WORK TO BE COMPLETED: Please rewrite the material below with every occurrence of "sunlit snow surface" changed to "sunlit snowfield", leaving everything else unchanged.

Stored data
# # # # # # #

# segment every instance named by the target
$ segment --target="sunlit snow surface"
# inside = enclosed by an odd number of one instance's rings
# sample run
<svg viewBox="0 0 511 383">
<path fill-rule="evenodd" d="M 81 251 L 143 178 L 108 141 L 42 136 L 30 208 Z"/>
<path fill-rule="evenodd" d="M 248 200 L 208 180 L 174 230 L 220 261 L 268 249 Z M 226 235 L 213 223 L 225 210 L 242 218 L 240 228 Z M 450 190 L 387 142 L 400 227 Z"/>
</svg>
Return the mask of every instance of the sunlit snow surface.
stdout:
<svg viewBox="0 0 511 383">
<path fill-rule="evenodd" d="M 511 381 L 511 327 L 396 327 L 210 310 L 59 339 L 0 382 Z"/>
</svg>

# # # # # # #

ANSWER TO THE EXERCISE:
# segment every instance named by the target
$ segment --target="sunlit snowfield"
# inside = enclosed by an odd number of one instance's rings
# sample run
<svg viewBox="0 0 511 383">
<path fill-rule="evenodd" d="M 81 251 L 143 178 L 108 141 L 42 136 L 30 208 Z"/>
<path fill-rule="evenodd" d="M 248 200 L 208 180 L 174 230 L 220 261 L 268 249 Z M 226 235 L 213 223 L 225 210 L 242 218 L 240 228 Z M 450 190 L 387 142 L 400 227 Z"/>
</svg>
Return the mask of every instance of the sunlit snowfield.
stdout:
<svg viewBox="0 0 511 383">
<path fill-rule="evenodd" d="M 511 381 L 511 327 L 396 327 L 210 310 L 59 339 L 0 382 Z"/>
</svg>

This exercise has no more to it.